● **Consigne**
Pouvez-vous écrire la suite du texte sur le virus de l'anémie infectieuse du saumon détecté chez un saumon coho, en reprenant après sa dernière phrase ?

● **Extrait présenté**
L'organisme fédéral a confirmé cette semaine qu'un laboratoire de l'université de l'Île-du-Prince-Édouard avait détecté le virus de l'anémie infectieuse du saumon chez un saumon coho de la Colombie-Britannique. Un laboratoire du ministère de la Pêche et des Océans situé à Moncton, au Nouveau-Brunswick, travaille présentement à valider les résultats.
Les observateurs du débat qui oppose les propriétaires de fermes d'élevage de saumons et leurs détracteurs depuis près de 20 ans soutiennent que, si la présence de la souche européenne du terrible virus est confirmée, cette découverte pourrait fournir aux écologistes le prétexte qu'ils attendent depuis longtemps pour monter aux barricades.
Selon Peter Robson, l'auteur du livre «Salmon Farming: The Whole Story», si les échantillons testés présentement s'avèrent une variante du virus que l'on retrouve ailleurs dans le monde, cela pourrait causer beaucoup de tort à l'industrie canadienne du saumon puisque cela voudrait dire qu'une maladie aurait été importé au pays pour la première fois de l'histoire de ce secteur.

● **Données fournies**
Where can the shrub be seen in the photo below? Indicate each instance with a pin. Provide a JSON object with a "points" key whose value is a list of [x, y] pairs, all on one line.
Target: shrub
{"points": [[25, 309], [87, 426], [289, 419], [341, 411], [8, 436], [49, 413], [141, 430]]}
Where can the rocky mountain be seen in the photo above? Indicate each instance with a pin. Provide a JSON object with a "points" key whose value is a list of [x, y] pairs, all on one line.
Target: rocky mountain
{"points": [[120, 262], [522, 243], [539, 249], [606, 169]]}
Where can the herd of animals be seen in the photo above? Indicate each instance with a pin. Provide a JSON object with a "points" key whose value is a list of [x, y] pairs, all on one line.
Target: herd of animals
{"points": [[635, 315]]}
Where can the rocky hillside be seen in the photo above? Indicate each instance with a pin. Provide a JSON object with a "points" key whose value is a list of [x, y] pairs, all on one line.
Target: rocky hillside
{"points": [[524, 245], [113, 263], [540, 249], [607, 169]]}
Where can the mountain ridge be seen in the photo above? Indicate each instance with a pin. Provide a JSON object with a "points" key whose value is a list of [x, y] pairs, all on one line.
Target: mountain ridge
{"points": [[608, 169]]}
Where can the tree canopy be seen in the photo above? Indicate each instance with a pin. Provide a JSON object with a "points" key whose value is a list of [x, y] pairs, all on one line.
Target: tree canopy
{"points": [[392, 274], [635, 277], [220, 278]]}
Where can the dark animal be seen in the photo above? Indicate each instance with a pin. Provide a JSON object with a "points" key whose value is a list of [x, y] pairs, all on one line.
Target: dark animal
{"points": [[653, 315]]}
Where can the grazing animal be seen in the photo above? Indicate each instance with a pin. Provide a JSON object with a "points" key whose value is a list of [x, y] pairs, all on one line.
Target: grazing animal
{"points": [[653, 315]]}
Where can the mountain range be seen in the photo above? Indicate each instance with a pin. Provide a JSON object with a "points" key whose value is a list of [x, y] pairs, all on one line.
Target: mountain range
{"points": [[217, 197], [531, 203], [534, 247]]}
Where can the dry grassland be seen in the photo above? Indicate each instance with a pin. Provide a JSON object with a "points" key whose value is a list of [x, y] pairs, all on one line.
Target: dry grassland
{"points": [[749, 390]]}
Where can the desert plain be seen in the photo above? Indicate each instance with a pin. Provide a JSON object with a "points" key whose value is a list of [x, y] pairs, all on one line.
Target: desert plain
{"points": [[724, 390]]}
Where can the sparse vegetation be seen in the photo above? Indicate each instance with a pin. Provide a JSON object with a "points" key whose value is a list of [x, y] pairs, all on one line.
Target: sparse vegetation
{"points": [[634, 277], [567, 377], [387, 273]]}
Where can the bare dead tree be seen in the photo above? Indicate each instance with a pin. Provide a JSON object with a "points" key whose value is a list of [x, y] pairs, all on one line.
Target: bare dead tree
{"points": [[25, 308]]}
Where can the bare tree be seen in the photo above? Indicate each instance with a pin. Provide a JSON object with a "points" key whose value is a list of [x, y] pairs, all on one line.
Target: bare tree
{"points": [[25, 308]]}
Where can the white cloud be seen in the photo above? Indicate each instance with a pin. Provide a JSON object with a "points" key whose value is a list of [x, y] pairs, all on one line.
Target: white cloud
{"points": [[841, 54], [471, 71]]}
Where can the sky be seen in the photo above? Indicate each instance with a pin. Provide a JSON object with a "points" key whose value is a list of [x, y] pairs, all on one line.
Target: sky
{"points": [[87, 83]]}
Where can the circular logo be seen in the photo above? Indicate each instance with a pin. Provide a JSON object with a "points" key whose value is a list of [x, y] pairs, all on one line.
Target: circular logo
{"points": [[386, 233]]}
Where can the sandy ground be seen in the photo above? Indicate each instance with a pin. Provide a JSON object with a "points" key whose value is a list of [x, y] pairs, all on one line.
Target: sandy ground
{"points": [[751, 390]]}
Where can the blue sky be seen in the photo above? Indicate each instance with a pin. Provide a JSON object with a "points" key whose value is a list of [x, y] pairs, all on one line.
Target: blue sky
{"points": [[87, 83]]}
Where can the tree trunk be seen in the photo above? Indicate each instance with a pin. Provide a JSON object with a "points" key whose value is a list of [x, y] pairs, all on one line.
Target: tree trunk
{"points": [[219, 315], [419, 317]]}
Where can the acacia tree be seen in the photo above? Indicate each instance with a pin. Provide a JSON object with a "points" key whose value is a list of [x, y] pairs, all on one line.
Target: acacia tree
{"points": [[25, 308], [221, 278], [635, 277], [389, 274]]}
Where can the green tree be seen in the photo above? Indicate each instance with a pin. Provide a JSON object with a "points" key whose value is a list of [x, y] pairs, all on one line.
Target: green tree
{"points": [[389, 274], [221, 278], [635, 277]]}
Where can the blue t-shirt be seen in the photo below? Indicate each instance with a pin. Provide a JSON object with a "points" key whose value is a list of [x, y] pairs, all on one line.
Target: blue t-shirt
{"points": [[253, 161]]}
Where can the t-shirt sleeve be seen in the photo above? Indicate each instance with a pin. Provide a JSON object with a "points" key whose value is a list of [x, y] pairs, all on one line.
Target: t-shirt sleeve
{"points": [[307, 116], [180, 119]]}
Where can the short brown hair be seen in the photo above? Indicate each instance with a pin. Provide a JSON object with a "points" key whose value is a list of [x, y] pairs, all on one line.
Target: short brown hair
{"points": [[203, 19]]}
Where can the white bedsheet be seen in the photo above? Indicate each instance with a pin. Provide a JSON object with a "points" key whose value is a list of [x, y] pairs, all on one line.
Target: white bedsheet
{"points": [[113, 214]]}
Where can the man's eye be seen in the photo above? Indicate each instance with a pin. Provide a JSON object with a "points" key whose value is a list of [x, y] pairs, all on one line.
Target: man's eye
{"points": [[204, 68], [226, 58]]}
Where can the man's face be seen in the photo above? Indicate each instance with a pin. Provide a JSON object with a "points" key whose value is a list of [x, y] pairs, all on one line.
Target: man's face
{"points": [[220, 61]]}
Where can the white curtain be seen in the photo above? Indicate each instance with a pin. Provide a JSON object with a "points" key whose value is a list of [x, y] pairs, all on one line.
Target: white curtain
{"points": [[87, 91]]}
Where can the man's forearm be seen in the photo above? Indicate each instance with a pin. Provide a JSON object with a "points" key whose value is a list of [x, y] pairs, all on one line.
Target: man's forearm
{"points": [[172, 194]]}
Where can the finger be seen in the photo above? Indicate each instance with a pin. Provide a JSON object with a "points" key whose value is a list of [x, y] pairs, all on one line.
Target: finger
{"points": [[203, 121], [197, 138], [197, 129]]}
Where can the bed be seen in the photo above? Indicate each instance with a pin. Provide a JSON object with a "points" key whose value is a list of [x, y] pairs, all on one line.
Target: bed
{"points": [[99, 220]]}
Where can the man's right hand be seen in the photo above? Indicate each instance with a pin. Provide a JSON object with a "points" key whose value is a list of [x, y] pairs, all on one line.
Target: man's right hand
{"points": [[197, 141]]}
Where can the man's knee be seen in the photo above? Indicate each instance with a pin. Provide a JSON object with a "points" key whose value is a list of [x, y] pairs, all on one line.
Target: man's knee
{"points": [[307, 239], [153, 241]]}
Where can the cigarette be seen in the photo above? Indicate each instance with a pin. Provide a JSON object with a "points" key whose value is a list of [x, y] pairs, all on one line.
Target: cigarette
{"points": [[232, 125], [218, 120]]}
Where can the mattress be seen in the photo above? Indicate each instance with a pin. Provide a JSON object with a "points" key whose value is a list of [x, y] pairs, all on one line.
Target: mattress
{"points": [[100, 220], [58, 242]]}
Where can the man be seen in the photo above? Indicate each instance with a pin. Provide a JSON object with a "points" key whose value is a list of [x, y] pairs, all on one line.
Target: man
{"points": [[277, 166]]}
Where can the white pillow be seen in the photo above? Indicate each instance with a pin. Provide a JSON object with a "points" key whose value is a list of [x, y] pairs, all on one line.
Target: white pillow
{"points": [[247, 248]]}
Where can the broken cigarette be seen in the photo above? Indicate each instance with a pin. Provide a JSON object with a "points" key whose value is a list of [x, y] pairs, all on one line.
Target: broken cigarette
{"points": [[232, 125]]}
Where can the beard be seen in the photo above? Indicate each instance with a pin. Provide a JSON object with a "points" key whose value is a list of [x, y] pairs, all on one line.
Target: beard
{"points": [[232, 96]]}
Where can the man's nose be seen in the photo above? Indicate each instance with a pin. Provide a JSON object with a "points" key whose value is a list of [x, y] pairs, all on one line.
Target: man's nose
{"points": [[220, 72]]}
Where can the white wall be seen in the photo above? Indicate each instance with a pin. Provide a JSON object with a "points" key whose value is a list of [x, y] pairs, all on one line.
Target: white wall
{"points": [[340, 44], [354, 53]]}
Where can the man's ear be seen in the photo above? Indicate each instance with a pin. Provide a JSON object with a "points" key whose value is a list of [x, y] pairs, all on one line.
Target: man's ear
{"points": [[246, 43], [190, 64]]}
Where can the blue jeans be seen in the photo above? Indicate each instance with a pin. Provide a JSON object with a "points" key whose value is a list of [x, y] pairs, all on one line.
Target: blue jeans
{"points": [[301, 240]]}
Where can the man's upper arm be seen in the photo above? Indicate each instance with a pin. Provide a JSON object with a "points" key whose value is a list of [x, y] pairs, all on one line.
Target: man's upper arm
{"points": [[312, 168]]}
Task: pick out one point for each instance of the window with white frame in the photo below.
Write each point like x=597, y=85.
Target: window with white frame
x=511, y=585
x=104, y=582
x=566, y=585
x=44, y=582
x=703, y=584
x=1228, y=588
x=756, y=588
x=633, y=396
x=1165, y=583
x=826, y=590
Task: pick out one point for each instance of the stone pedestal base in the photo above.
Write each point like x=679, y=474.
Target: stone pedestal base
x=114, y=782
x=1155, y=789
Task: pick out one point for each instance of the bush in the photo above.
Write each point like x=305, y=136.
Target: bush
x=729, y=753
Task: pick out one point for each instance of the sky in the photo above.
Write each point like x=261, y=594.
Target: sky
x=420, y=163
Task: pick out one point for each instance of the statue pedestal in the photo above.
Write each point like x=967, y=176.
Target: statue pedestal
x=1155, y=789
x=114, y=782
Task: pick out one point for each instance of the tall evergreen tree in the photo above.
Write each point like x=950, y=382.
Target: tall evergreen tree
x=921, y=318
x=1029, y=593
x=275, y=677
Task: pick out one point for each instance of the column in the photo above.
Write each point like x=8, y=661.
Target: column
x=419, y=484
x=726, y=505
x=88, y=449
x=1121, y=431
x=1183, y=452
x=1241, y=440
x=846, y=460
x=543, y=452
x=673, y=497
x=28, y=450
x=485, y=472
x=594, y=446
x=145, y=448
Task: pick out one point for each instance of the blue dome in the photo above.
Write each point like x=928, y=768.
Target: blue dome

● **Zone de réponse**
Cette nouvelle survient à un moment important en Colombie-Britannique. La Commission Cohen, qui examine les causes de la crise du saumon rouge (Sockeye) de la rivière Fraser en 2009, a en effet annoncé vendredi qu'elle tiendrait deux jours d'audience publique à la mi-décembre afin de recueillir des renseignements sur le virus, entendre de nouveaux témoins et recevoir de nouvelles preuves. Source : Métro
Remarque : La Colombie Britannique est la 4e zone d'élevage de saumon atlantique dans le monde, après la Norvège, le Chili, l'Ecosse (y compris Shetland). Beaucoup de pêcheurs de cet Etat canadien vivent de la pêcherie de saumon sauvage du Pacifique (Sockeye, Coho, Chum, Chinook,...) ; ils sont opposés à cet élevage de saumon atlantique qui a été développé depuis plus de 20 ans par les multinationales norvégiennes dans leur région.